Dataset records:
'''

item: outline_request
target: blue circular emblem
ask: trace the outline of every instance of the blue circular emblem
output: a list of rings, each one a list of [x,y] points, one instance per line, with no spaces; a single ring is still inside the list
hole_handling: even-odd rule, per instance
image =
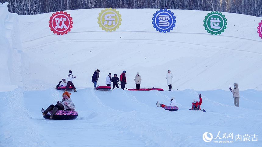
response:
[[[174,13],[170,10],[160,9],[156,11],[153,15],[152,24],[157,31],[164,33],[169,32],[175,26],[175,16],[174,15]]]

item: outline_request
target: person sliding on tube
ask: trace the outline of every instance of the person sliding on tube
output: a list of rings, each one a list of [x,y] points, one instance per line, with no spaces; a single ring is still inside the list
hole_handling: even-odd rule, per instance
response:
[[[71,93],[66,91],[63,94],[63,98],[61,101],[57,101],[56,104],[54,105],[51,104],[45,110],[42,108],[41,112],[43,114],[43,116],[44,116],[48,114],[51,119],[56,111],[58,110],[74,110],[76,107],[74,103],[70,98]],[[51,111],[51,110],[52,110]]]
[[[174,97],[172,97],[171,98],[171,101],[170,101],[170,104],[167,105],[165,105],[162,104],[160,104],[158,101],[158,102],[157,103],[157,107],[175,107],[176,104],[176,100],[175,99]]]
[[[192,103],[192,107],[189,110],[201,110],[200,108],[200,106],[202,104],[202,98],[201,98],[201,94],[198,95],[199,96],[199,102],[194,100]]]

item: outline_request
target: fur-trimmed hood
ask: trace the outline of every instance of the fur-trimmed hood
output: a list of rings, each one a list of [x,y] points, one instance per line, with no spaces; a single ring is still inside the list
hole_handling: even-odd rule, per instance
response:
[[[238,84],[236,83],[234,83],[234,85],[235,85],[235,88],[234,88],[234,89],[237,88],[238,88]]]

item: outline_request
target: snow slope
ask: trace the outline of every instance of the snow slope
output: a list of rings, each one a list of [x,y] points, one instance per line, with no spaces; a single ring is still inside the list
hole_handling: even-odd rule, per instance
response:
[[[151,24],[157,9],[119,9],[117,31],[97,23],[101,9],[67,11],[73,28],[58,36],[49,30],[52,13],[19,16],[0,4],[0,146],[259,146],[261,133],[260,79],[262,52],[257,27],[261,18],[223,12],[227,28],[211,35],[203,26],[208,12],[172,10],[176,26],[157,32]],[[134,20],[135,20],[135,21]],[[168,88],[165,78],[174,76],[173,91],[94,90],[91,77],[101,72],[104,85],[109,72],[127,71],[126,87]],[[41,108],[62,98],[54,87],[69,70],[76,78],[72,100],[75,120],[46,120]],[[229,85],[239,84],[239,108],[233,104]],[[197,94],[207,112],[188,110]],[[157,108],[176,97],[179,110]],[[214,139],[218,132],[233,139]],[[210,142],[202,138],[212,133]],[[258,141],[235,141],[238,134],[258,135]],[[252,140],[252,136],[250,140]],[[233,141],[219,143],[213,141]]]

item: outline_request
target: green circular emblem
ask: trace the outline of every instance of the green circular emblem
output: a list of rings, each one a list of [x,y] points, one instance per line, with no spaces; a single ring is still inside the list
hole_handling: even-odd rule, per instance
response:
[[[212,11],[211,13],[207,13],[205,19],[204,21],[205,29],[212,35],[221,34],[227,28],[227,19],[221,12]]]

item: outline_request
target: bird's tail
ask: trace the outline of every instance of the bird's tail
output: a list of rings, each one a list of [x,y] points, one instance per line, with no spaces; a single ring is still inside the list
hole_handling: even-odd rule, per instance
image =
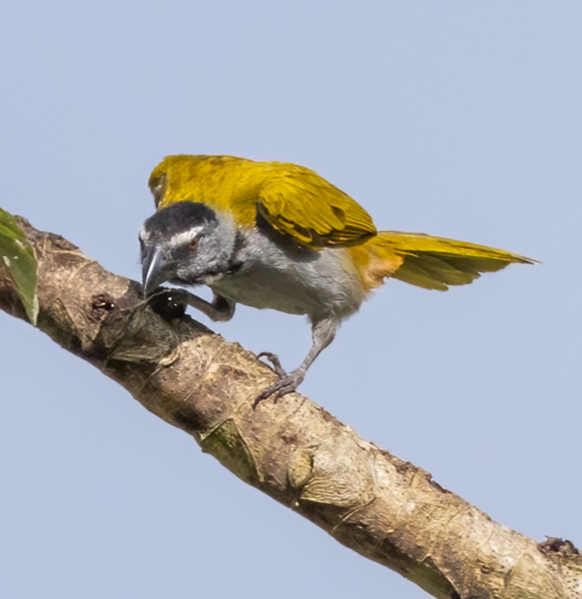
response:
[[[466,285],[481,273],[501,270],[512,262],[536,261],[495,247],[394,231],[380,231],[350,249],[366,291],[381,285],[386,277],[446,291],[449,285]]]

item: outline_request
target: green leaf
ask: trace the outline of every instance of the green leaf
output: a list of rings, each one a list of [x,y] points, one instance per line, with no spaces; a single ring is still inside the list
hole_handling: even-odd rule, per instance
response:
[[[30,244],[12,214],[0,208],[0,271],[14,281],[31,322],[36,326],[37,259]]]

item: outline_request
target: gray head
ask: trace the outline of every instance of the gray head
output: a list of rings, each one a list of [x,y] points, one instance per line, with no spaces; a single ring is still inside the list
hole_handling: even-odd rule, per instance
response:
[[[207,282],[232,270],[236,231],[232,219],[198,202],[177,202],[158,210],[140,231],[146,296],[165,281]]]

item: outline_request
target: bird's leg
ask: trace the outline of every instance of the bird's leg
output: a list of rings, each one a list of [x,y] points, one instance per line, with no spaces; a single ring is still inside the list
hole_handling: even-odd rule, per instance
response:
[[[275,371],[279,376],[279,380],[269,385],[261,392],[260,395],[254,400],[253,407],[263,400],[266,400],[271,395],[274,396],[276,401],[280,397],[294,391],[305,378],[307,369],[313,364],[315,359],[322,352],[328,347],[334,340],[335,331],[337,330],[340,320],[336,316],[326,316],[319,320],[312,321],[311,336],[313,343],[311,349],[309,350],[305,359],[298,368],[287,374],[281,368],[279,359],[274,353],[263,352],[259,354],[264,356],[273,365]]]

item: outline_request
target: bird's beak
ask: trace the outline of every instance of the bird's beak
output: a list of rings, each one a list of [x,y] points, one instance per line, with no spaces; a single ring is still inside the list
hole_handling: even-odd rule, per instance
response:
[[[142,262],[141,281],[146,297],[151,295],[154,289],[166,280],[163,267],[162,250],[156,247]]]

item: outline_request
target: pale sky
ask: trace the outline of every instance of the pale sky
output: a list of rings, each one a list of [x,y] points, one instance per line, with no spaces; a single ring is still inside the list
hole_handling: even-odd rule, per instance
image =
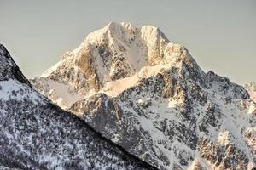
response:
[[[203,71],[256,81],[254,0],[0,0],[0,43],[31,78],[112,20],[158,26]]]

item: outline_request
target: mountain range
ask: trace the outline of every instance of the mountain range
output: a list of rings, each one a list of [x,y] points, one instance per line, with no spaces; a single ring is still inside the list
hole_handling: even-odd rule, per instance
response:
[[[255,167],[255,88],[204,72],[158,27],[111,22],[30,82],[160,169]]]
[[[158,27],[111,22],[31,80],[2,45],[0,66],[3,167],[256,167],[256,82],[203,71]]]
[[[32,88],[0,44],[0,169],[156,169]]]

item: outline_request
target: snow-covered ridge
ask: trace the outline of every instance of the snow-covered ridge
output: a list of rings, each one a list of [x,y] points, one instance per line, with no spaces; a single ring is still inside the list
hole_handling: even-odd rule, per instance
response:
[[[39,84],[48,86],[51,79],[73,88],[76,96],[89,96],[98,91],[116,96],[135,85],[142,76],[148,77],[161,68],[182,66],[188,61],[200,70],[188,50],[170,42],[159,28],[151,26],[137,28],[131,23],[111,22],[89,34],[78,48],[65,54],[40,79],[31,82],[38,91],[42,88],[38,87]],[[125,86],[116,86],[122,81],[128,81]],[[75,101],[69,99],[73,99],[73,94],[67,94],[68,101],[65,101],[58,93],[54,96],[49,95],[49,91],[42,94],[58,101],[55,104],[62,108]]]
[[[203,72],[157,27],[112,22],[32,83],[48,95],[60,88],[45,88],[49,81],[84,96],[56,93],[53,102],[161,170],[255,167],[256,104],[247,91]]]
[[[22,73],[0,48],[0,169],[156,169],[17,77]]]
[[[244,88],[248,91],[251,99],[256,103],[256,82],[246,84]]]

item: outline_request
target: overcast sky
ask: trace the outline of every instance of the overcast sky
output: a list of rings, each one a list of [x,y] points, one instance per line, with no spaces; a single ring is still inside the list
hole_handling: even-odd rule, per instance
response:
[[[240,84],[256,81],[254,0],[0,0],[0,43],[33,77],[111,20],[158,26],[203,71]]]

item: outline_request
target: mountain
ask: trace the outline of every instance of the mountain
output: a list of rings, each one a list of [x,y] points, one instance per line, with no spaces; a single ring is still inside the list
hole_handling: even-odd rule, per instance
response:
[[[244,88],[248,91],[251,99],[256,103],[256,82],[246,84]]]
[[[156,169],[31,88],[0,45],[1,169]]]
[[[159,28],[111,22],[32,85],[160,169],[250,169],[256,105]]]

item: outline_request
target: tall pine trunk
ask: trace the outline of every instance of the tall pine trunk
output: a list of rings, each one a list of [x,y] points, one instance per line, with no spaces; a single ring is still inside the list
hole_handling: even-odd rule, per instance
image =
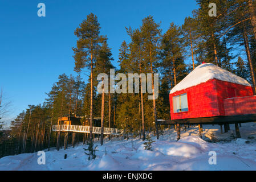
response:
[[[140,59],[140,98],[141,100],[141,125],[142,125],[142,140],[145,140],[145,122],[144,122],[144,110],[143,107],[143,88],[142,86],[141,77],[141,63]]]
[[[253,82],[253,94],[256,94],[256,82],[255,82],[255,73],[254,73],[254,69],[253,68],[253,61],[251,60],[251,52],[250,51],[250,47],[249,44],[249,41],[248,41],[248,37],[247,36],[247,32],[246,30],[245,30],[245,26],[243,26],[243,42],[245,47],[245,51],[246,51],[246,55],[247,55],[247,58],[248,59],[248,63],[249,64],[250,66],[250,71],[251,72],[251,81]]]
[[[155,123],[155,127],[156,127],[155,131],[157,133],[157,136],[159,136],[158,130],[157,129],[157,125],[156,125],[156,123],[157,122],[157,113],[156,113],[156,99],[155,99],[155,97],[154,73],[153,71],[153,64],[152,64],[151,55],[152,55],[152,52],[151,52],[151,49],[150,50],[150,57],[151,57],[151,76],[152,76],[151,82],[152,82],[152,94],[153,94],[153,113],[154,113]],[[158,138],[158,136],[157,138]]]
[[[103,92],[101,94],[101,119],[100,124],[100,145],[103,144],[103,139],[104,139],[104,88]]]
[[[192,36],[191,35],[190,31],[189,31],[189,39],[190,40],[191,55],[192,56],[193,69],[194,69],[194,52],[193,51]]]
[[[54,109],[52,109],[52,111],[51,113],[51,125],[50,126],[50,130],[49,130],[49,136],[48,136],[48,151],[50,151],[50,144],[51,142],[51,127],[52,126],[53,116],[54,116]]]
[[[92,60],[92,53],[91,52],[91,96],[90,96],[90,142],[92,143],[92,109],[93,109],[93,90],[94,90],[94,85],[92,82],[92,76],[93,76],[93,60]]]
[[[30,114],[29,114],[29,124],[27,125],[27,133],[26,133],[25,140],[23,142],[23,147],[22,148],[23,152],[26,152],[26,145],[27,144],[27,134],[29,133],[29,125],[30,123],[31,117],[31,109],[30,109]]]
[[[256,40],[256,15],[255,7],[253,7],[253,0],[248,0],[248,7],[250,11],[251,24],[253,26],[253,32],[254,35],[254,39]]]
[[[108,101],[108,120],[109,120],[108,127],[111,128],[111,95],[110,94],[110,92],[109,92],[109,93],[108,94],[108,97],[109,97],[109,101]],[[111,139],[111,135],[109,135],[109,140]]]

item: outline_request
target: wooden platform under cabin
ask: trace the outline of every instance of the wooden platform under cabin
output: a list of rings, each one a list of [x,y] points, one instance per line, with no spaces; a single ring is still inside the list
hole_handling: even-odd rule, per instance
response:
[[[158,121],[156,125],[224,125],[256,122],[256,114]]]
[[[90,133],[90,127],[82,125],[56,125],[52,126],[53,131],[69,131],[83,133]],[[101,132],[100,127],[92,127],[92,133],[100,134]],[[103,134],[104,135],[121,135],[121,131],[117,129],[104,127]]]

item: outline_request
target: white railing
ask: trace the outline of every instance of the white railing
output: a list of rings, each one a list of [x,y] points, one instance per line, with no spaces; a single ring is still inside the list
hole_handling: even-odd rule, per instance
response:
[[[90,126],[68,125],[53,125],[52,131],[90,133]],[[92,133],[100,134],[100,127],[92,127]],[[104,127],[103,134],[105,135],[120,135],[121,134],[121,132],[117,129]]]

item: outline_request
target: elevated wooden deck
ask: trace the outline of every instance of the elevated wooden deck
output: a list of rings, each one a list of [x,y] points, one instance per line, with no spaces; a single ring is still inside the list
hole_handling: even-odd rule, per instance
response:
[[[256,122],[256,114],[159,121],[156,125],[224,125]]]
[[[90,126],[81,126],[81,125],[53,125],[53,131],[70,131],[76,133],[90,133]],[[100,127],[92,127],[92,133],[100,134]],[[121,131],[117,129],[104,127],[104,135],[121,135],[123,134]]]

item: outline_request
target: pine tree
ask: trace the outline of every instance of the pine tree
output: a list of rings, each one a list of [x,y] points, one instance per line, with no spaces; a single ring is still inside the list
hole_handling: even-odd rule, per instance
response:
[[[245,80],[248,80],[249,77],[248,74],[249,71],[247,68],[246,64],[240,56],[238,56],[235,65],[237,67],[235,74]]]
[[[99,50],[96,66],[95,68],[96,71],[97,73],[106,73],[108,77],[110,78],[110,69],[113,68],[113,67],[111,64],[111,61],[113,59],[112,57],[112,53],[110,48],[108,47],[107,41],[103,43],[103,46]],[[103,78],[102,78],[103,81]],[[101,132],[100,132],[100,144],[103,144],[104,137],[104,92],[106,88],[103,88],[103,92],[101,93]],[[108,90],[108,88],[107,88]],[[110,90],[109,90],[109,92]],[[109,94],[110,94],[110,92]],[[110,121],[109,121],[110,122]]]
[[[100,44],[105,38],[100,35],[100,24],[97,16],[92,13],[87,15],[87,19],[80,24],[79,27],[75,31],[75,35],[79,40],[76,48],[73,48],[75,53],[75,70],[78,72],[84,68],[91,69],[90,76],[90,142],[92,142],[93,119],[93,92],[94,68]]]
[[[156,23],[152,16],[145,18],[142,22],[140,31],[143,40],[143,59],[147,66],[148,65],[149,71],[151,73],[153,91],[153,111],[155,123],[156,123],[157,115],[156,106],[156,93],[154,88],[154,73],[157,69],[157,63],[159,61],[159,45],[161,38],[161,30],[160,28],[160,24]],[[158,94],[158,93],[157,94]],[[156,125],[156,127],[157,127]],[[157,130],[156,130],[156,131]],[[157,135],[158,136],[158,134]]]

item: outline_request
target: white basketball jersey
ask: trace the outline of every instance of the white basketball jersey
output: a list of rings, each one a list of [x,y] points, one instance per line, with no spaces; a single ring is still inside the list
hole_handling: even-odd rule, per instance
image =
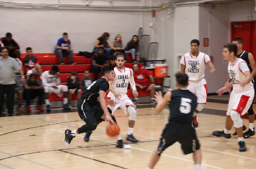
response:
[[[60,81],[58,79],[56,78],[55,75],[50,75],[50,70],[46,71],[43,73],[45,75],[46,83],[52,86],[57,86],[59,85],[58,82]]]
[[[116,67],[114,68],[114,77],[112,86],[114,89],[121,94],[126,94],[129,84],[129,80],[131,76],[131,70],[125,67],[123,70]]]
[[[205,64],[210,60],[209,56],[205,53],[200,52],[197,56],[194,56],[190,52],[183,55],[180,63],[186,65],[185,73],[189,80],[196,81],[204,78]]]
[[[243,70],[243,71],[240,68],[240,64],[242,62],[245,63],[245,64],[244,66],[245,67],[246,66],[246,67]],[[245,85],[244,88],[241,87],[239,84],[240,82],[243,82],[246,79],[246,77],[243,72],[244,72],[245,70],[250,71],[246,62],[243,59],[238,58],[233,63],[229,62],[228,70],[232,83],[233,84],[233,89],[234,91],[240,91],[243,90],[251,89],[253,88],[253,85],[251,82]]]

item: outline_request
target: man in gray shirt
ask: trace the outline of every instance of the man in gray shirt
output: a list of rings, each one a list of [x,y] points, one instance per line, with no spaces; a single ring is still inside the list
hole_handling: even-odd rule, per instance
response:
[[[22,67],[18,62],[9,56],[6,47],[0,49],[0,115],[2,113],[5,92],[6,92],[6,104],[9,116],[12,115],[14,107],[15,71],[19,71],[22,83],[25,83],[25,77]]]

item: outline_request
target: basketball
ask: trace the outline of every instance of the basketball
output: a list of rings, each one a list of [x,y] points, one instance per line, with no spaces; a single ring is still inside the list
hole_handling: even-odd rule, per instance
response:
[[[106,129],[106,133],[110,137],[118,136],[120,132],[120,128],[116,123],[110,123]]]

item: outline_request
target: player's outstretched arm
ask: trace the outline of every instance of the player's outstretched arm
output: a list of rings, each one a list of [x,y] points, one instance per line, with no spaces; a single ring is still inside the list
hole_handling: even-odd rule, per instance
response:
[[[157,103],[155,107],[155,110],[156,110],[156,112],[159,113],[166,106],[168,103],[171,101],[171,91],[167,91],[164,96],[164,98],[163,98],[163,95],[161,91],[156,92],[154,96],[155,97],[155,100]]]
[[[108,112],[108,108],[107,108],[107,104],[105,99],[106,97],[106,92],[103,90],[100,90],[99,94],[100,98],[99,98],[99,102],[100,102],[101,107],[104,112],[106,120],[108,122],[114,123],[114,122],[110,116],[110,113],[109,113],[109,112]]]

'''

Task description: Find every line in the data above that contains the string "platform" and copy each such line. The match is case-sensitive.

Output:
target: wooden platform under cabin
ask: trace the outline of every instance of the wooden platform under cabin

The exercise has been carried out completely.